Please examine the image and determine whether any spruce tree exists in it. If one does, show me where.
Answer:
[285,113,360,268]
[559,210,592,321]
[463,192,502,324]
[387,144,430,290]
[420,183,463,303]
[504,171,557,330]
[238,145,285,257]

- - - -

**TASK PROMPT**.
Could you transcribe every line of the items above, character for character?

**ANSWER TO THIS PROBLEM**.
Please examine the image and determine whether any spruce tree exists in it. If one does, show me where.
Answer:
[285,113,360,268]
[559,210,592,321]
[463,192,502,324]
[387,144,430,290]
[420,183,463,303]
[504,171,557,330]
[238,145,285,257]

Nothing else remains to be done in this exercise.